Rational Expectations and the ‘Lucas Critique’
Along with other economists, including fellow future Nobel Prize winners Thomas Sargent and Edward Prescott, Lucas led the “rational expectations revolution” of the 1970s. The theory of rational expectations posits that individuals use all available information in making predictions about the future, which means their predictions will change as they learn. This assumption has critical implications for many areas of public policy, and it led to the overturning of the then-prevailing “Old Keynesian” school of macroeconomics.
By the 1960s and 1970s, many Keynesian economists believed in a crude version of the Phillips Curve, which states that there is a tradeoff between unemployment and inflation. If unemployment is too high, the government can use monetary policy to stimulate demand in the economy and bring unemployment down. A more expansionary monetary policy lowers borrowing costs, and more money ends up in the hands of workers and companies. This leads to a “tight” labor market, where more people are employed and can spend their money on goods and services. Employers must offer higher wages to compete for workers. Inflation would then rise. Similarly, if inflation is too high, the government can bring it down at the cost of higher unemployment.
During the 1970s, however, the U.S. and several other developed economies experienced “stagflation,” a combination of both high unemployment and high inflation. The Keynesian school failed to explain this phenomenon. Building on earlier arguments by Milton Friedman and Edmund Phelps, Lucas explained that the Phillips Curve was flawed because it failed to consider people’s changing predictions as new information emerged. If inflation rises by surprise, it can temporarily reduce unemployment.

*DATA PROVIDED*.
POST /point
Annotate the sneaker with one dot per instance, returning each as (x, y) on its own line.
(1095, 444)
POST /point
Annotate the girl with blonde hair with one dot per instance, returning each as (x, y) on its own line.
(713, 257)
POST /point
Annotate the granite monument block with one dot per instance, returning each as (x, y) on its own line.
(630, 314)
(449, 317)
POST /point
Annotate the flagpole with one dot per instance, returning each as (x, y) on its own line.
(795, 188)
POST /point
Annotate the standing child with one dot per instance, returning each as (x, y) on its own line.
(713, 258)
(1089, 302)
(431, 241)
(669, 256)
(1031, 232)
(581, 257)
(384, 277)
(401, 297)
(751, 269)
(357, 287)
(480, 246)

*TASKS*.
1. Name every economist mentioned in the passage on rational expectations.
2. Please resume the passage on rational expectations, starting right after its final sentence.

*THE REPLIES*.
1. Lucas, Thomas Sargent, Edward Prescott, Milton Friedman, Edmund Phelps

2.
However, if the government tries repeatedly to stimulate the economy to reduce unemployment at the cost of higher inflation, the public will realize what the government is trying to do. Businesses will set higher prices and workers will demand higher wages in anticipation of higher inflation. Trying to stimulate demand to bring unemployment down will only lead to higher inflation in the long run. This theory of rational expectations calls to mind Abraham Lincoln’s maxim, “You can fool some of the people all of the time, and all of the people some of the time, but you cannot fool all of the people all of the time.” Although members of the public do not always forecast accurately, the government cannot systematically fool the entire public for some desired end.
Lucas’ work on rational expectations led to a related concept called the “Lucas Critique”: Policymakers cannot predict the effects of a change in policy simply by looking at previously observed data. Rather, they must consider how the change in policy will affect people’s expectations. While reliance on the Phillips Curve is probably the most-used example of failing to address the Lucas Critique, there are many instances where the critique is relevant, and not just in traditional macroeconomics or finance.
Another example economists like to cite is security at Fort Knox, which serves as a military base and stores much of the U.S. gold reserves. Fort Knox is heavily guarded, but it has also never been robbed. A naïve observer may conclude that Fort Knox does not need security because it has never been robbed, and eliminating security would save taxpayer money. However, this analysis fails to take into account that criminals likely don’t attempt to rob Fort Knox precisely because of its security.
Lucas’ work on rational expectations led to a rewriting of mainstream macroeconomic models. The “Old Keynesian” model was replaced by the “New Keynesian” model, in which all economic agents (companies, households, etc.) are forward-looking and have rational expectations about the future. The Phillips Curve was also modified to show that only surprise inflation matters for affecting unemployment. The New Keynesian model has become the dominant framework in macroeconomics today. While Lucas had some disagreements with this approach, too, there is no question that his work was critical in its development.
Economic Growth and Development
While Lucas won the Nobel Prize for his work on rational expectations and how they related to business cycles, he later realized that boosting long-run growth is much more important to people’s living standards than mitigating short-run booms and busts. For example, the figure below shows U.S. inflation-adjusted GDP per capita from 1800 to 2018.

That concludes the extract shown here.